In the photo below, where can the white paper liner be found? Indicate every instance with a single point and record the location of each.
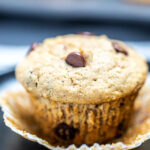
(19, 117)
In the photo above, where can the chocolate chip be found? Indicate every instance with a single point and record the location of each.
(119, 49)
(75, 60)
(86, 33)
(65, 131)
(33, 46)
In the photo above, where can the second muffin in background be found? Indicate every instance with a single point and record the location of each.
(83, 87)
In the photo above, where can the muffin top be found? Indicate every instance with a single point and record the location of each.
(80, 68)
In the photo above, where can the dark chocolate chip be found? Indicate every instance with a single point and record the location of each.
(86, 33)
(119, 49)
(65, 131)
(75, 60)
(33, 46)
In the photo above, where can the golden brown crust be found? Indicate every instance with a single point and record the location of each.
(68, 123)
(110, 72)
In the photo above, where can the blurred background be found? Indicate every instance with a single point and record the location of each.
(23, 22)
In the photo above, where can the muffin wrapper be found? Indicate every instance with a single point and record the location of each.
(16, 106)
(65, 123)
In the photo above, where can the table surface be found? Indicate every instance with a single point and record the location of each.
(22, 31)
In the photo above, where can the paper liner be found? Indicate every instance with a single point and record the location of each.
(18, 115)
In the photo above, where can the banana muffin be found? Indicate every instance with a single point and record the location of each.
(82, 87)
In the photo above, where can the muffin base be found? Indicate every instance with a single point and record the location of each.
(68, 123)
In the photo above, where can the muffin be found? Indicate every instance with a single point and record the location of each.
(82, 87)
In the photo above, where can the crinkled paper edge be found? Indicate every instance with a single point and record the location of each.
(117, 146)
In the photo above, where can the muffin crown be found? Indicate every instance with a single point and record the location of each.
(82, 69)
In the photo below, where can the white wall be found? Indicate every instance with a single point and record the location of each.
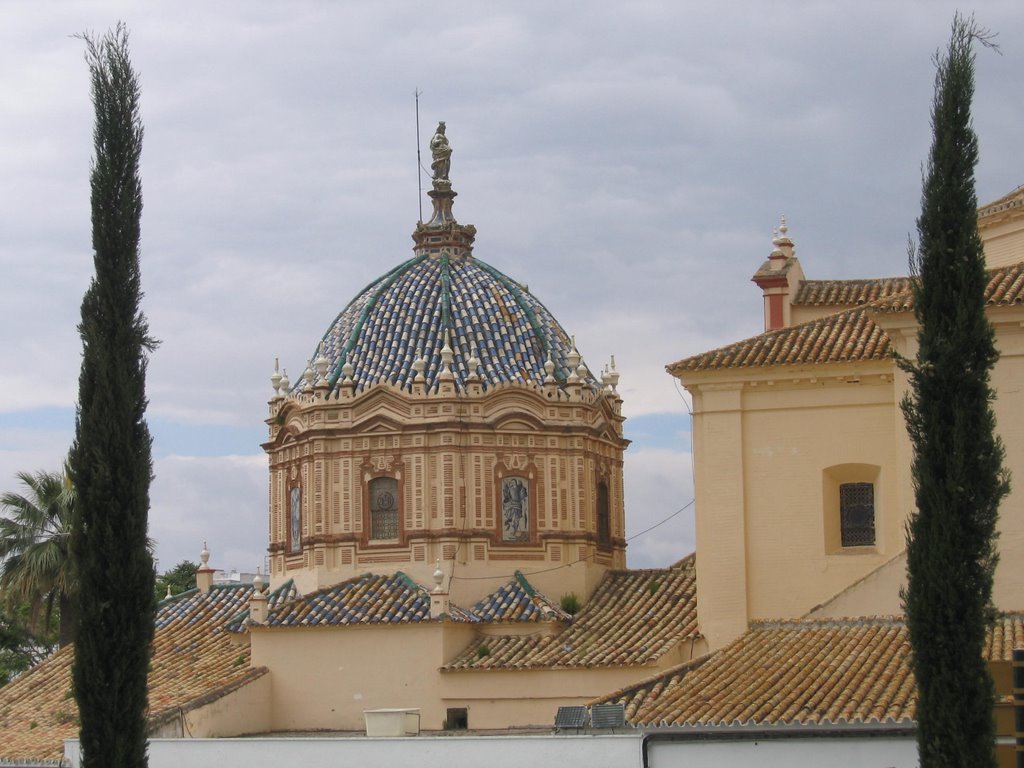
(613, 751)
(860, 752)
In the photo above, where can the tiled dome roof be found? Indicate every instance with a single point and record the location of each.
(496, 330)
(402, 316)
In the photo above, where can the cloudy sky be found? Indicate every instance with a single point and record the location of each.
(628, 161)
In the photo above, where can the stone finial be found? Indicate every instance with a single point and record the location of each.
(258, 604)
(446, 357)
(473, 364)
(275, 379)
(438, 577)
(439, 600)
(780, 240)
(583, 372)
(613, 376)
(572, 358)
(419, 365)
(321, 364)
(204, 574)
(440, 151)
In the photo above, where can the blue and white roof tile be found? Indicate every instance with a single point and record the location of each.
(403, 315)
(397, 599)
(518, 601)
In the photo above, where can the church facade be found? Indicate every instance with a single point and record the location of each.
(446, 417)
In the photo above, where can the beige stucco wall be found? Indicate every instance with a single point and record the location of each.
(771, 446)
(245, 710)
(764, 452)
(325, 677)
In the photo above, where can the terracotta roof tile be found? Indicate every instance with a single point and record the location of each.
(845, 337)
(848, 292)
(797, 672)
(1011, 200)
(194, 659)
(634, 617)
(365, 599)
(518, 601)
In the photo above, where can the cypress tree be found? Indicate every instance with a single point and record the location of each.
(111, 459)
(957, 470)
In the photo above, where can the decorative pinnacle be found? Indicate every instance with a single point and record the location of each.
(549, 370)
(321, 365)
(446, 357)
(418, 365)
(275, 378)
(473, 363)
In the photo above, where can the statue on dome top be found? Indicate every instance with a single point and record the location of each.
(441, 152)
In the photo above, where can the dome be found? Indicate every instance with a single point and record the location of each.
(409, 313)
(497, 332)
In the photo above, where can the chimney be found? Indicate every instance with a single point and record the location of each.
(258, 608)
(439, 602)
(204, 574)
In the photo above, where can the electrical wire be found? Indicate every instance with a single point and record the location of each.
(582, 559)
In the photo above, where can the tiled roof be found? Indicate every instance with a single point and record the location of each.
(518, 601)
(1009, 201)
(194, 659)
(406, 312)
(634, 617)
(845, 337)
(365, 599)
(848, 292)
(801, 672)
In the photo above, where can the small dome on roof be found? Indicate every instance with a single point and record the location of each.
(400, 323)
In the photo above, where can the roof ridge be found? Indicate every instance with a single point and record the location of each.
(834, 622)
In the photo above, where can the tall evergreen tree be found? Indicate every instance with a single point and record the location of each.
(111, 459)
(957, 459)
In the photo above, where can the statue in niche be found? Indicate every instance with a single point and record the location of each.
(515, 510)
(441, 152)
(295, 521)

####################

=== EXERCISE ===
Reproduce the full listing above verbatim, from its first line through its last, omitting the pictures.

=== SOLVED PROBLEM ===
In the photo below, where can the white paper liner be found? Indicate every instance with a single point and record the location of each.
(19, 117)
In the photo above, where can the chocolate chip be found? Indicate every instance with a single point and record the location of each.
(119, 49)
(75, 60)
(86, 33)
(65, 131)
(33, 46)
In the photo above, where can the second muffin in background be found? Indicate every instance with a single point and record the location of each.
(83, 87)
In the photo above, where can the muffin top be found? Indicate every instance with a single point and record the location of each.
(80, 68)
In the photo above, where can the dark chocolate chip be found? Indicate every instance with a single point and record the location of each.
(86, 33)
(119, 49)
(65, 131)
(75, 60)
(33, 46)
In the photo above, where can the golden brown crust be found? Indicate every instance with a single point and record the location of each.
(68, 123)
(110, 72)
In the photo above, where can the blurred background be found? Indicate every instance with a single point and record the location of each.
(23, 22)
In the photo above, where can the muffin wrapper be found? Indicate every instance with a single point and record the location of each.
(16, 106)
(65, 123)
In the photo above, where can the table surface be found? Indicate every instance with a single point and record the location of each.
(22, 31)
In the photo above, where can the paper liner be found? Indicate every instance with a single point and record the location of each.
(18, 115)
In the photo above, where can the banana muffin be found? Indicate every instance with a single point and record the location of each.
(82, 87)
In the photo above, where can the muffin base be found? Indicate every instance with a single point and record the location of each.
(68, 123)
In the photo above, where can the muffin be found? Indicate every instance with a single point and record the location of each.
(82, 87)
In the photo above, where can the crinkled paper edge be found? Indicate every instance with a single point and record the location of each.
(117, 146)
In the photo above, where can the muffin crown be found? Indicate every instance with a single point and record the location of each.
(82, 69)
In the photo below, where can the white wall be found? Indicate every instance with a single point and record the location of each.
(613, 751)
(860, 752)
In the photo above, where can the tiled dome roof be found? Indicate every instance with a single point and record the location of each.
(496, 330)
(402, 316)
In the photo above, where can the cloudy sky be found? Indicate every instance with a single point and record the location of each.
(628, 161)
In the photo above, where can the stone finial be found? Indicate every instance with a single point and record the location of each.
(258, 604)
(446, 357)
(473, 364)
(275, 379)
(438, 577)
(439, 600)
(780, 240)
(583, 372)
(613, 376)
(572, 358)
(419, 365)
(321, 364)
(204, 574)
(440, 151)
In the photo above, where can the blue and white roof tile be found? Indicate every instance with a single point and record the location of each.
(403, 315)
(397, 599)
(518, 601)
In the photo above, where can the church facade be found? Indicate every instance with a single point and record the location of each.
(446, 417)
In the photo above, where can the beige stucco wall be found? Indicate every instance with a single point and record the location of each.
(771, 446)
(245, 710)
(764, 452)
(325, 677)
In the photo above, where can the terracotta roof tile be found? Indicate every instance with a single point and record the location of each.
(845, 337)
(848, 292)
(797, 672)
(1011, 200)
(194, 659)
(634, 617)
(365, 599)
(518, 601)
In the photo above, where can the cypress tree be found? Indicate every instance with a single point and record the location of each.
(111, 459)
(957, 470)
In the photo above, where can the decorative pinnacle be found? Indicate every instance with a single point and record the location of each.
(549, 370)
(321, 365)
(446, 357)
(418, 365)
(275, 378)
(473, 363)
In the photo above, where can the statue on dome top be found? Indicate every instance with a single point and record the location of each.
(441, 152)
In the photo above, where can the dome be found? Indicate every instance with a single point and record the location of each.
(409, 313)
(497, 332)
In the photo above, where can the chimney be found? Indicate every instance with a single point and record the location of each.
(258, 608)
(439, 602)
(204, 574)
In the photo above, where can the electrical wire be found? Indicate every instance with a single point and record the location of each.
(582, 559)
In the photo above, where can the tiled roof be found? Indicate every instance with a single point and record the location of each.
(518, 601)
(1009, 201)
(194, 659)
(406, 312)
(634, 617)
(845, 337)
(365, 599)
(848, 292)
(801, 672)
In the photo above, where can the small dome on roof be found? Indicate every instance with a single point and record the location of each.
(400, 323)
In the photo above, where can the roof ridge be found? Indicate every instance with a single point and record the location of each.
(834, 622)
In the photo above, where can the tall evergreen tree be found? Indicate every instance with a single point and record the location of each.
(111, 459)
(957, 459)
In the photo above, where can the statue in niche be found? Indicate every instance with a single point and record the location of each.
(515, 510)
(441, 152)
(295, 521)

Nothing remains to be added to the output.